** What this task involves **
Below are records to repeat exactly; do not include any pictures.

** Source material **
####

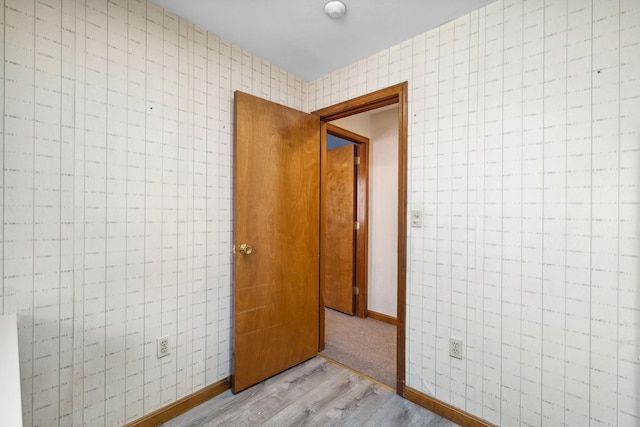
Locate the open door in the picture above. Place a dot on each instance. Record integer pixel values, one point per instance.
(276, 250)
(338, 264)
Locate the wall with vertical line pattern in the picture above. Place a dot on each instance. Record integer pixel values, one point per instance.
(116, 189)
(524, 157)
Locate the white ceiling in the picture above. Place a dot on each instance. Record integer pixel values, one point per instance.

####

** Solution for this task **
Locate the open door in the picture above. Place a dot on each instance. Record integer pixel values, one point per instance.
(276, 250)
(338, 264)
Locate the wall with vertical line pattern in the picture above. Place a dot on each instance. Record integer pixel values, one point per instance.
(116, 189)
(524, 157)
Locate the white ceiling in the picture above. Place a dot on each instance. Record integer pixel values, one point per instance.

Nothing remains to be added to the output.